DIRECTIONS FOR THIS TASK = Please reproduce the entire listing below line for line, multiplying every answer coordinate by 0.5 and rounding it to a whole number, with halves rounded up.

═════ DATA ROWS ═════

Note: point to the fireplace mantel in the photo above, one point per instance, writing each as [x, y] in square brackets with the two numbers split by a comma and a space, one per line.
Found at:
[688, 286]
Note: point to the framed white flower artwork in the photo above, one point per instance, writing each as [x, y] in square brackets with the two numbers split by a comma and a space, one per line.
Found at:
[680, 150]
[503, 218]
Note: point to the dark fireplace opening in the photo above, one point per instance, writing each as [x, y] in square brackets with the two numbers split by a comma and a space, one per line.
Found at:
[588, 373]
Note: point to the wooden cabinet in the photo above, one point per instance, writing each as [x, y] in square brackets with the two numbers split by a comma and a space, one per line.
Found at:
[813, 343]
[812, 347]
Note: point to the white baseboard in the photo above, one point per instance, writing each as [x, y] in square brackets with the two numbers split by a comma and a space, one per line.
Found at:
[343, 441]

═════

EXPECTED ANSWER =
Note: point to the fireplace mantel in the photo above, one point per instance, writing each as [x, y] in square brackets with the two numbers split by a comma and a space, one per line.
Found at:
[344, 143]
Note: point to the framed white flower artwork in the photo above, one point per instance, writing each as [x, y] in square brackets with the two numbers split by a comma and a space, one per line.
Found at:
[340, 75]
[252, 109]
Note: point to the dark fireplace opening in the photo above, one point per instance, writing each as [x, y] in square brackets with the two numbers split by a comma and a space, one per line.
Found at:
[294, 187]
Note: point to the wooden cabinet in the photo above, one point per instance, writing each as [x, y] in square brackets with the two numbers split by a comma and a space, one per line.
Found at:
[407, 172]
[406, 174]
Note: point to the white baseboard in the photo above, one point per instance, writing each as [x, y] in square brackets with the two numbers split by a comma and a space, one per line.
Found at:
[172, 221]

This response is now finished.